## Work instructions
A - From the article about Haftar's soldiers flown to Russia, set down word for word the passage that opens with the words containing "Opponents of Haftar" and closes with "relations with Egypt.".
B - In the news report on Libyan soldiers sent to Russia for treatment, which airport were the soldiers collected from?

====== Selected excerpt

Around 70 soldiers from Libyan military strongman Khalifa Haftar’s forces have been flown to Russia for medical treatment in what is believed to be the first signs of public co-operation between Moscow and Haftar’s Libyan National Army (LNA).
Opponents of Haftar and the LNA based in the east of the country are concerned with the close relationship developing between Moscow and Haftar, leading to Haftar potentially challenging the UN-backed government in Tripoli which refuses to cooperate with the Field Marshal.
An official from Haftar’s forces confirmed that the soldiers travelled to Russia from Egypt after they were collected from Benina Airport in Libya’s Benghazi, but did not reveal any further details, according to Reuters.
Another military source close to Haftar further added that this will not be the only operation of its kind for the LNA’s wounded, hinting at Haftar’s good relations with Egypt.
Haftar’s forces gained credibility after fronting the fight against Daesh and former rebels in Benghazi and Sirte over the last two years, but has refused to recognise the UN-backed Government of National Accord in Tripoli.

============
====== Data for analysis

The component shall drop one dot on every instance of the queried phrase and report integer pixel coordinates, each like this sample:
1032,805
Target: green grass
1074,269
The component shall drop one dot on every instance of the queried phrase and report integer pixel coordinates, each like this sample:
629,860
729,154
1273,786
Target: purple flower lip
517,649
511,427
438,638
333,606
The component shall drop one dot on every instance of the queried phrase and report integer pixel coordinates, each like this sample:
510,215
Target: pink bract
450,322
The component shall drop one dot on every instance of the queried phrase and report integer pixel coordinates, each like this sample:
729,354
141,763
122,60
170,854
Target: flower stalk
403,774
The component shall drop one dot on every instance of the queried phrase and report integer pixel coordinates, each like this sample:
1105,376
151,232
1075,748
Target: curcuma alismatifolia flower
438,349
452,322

============

## Results for each task
A -
Opponents of Haftar and the LNA based in the east of the country are concerned with the close relationship developing between Moscow and Haftar, leading to Haftar potentially challenging the UN-backed government in Tripoli which refuses to cooperate with the Field Marshal.
An official from Haftar’s forces confirmed that the soldiers travelled to Russia from Egypt after they were collected from Benina Airport in Libya’s Benghazi, but did not reveal any further details, according to Reuters.
Another military source close to Haftar further added that this will not be the only operation of its kind for the LNA’s wounded, hinting at Haftar’s good relations with Egypt.

B - Benina Airport in Benghazi, Libya.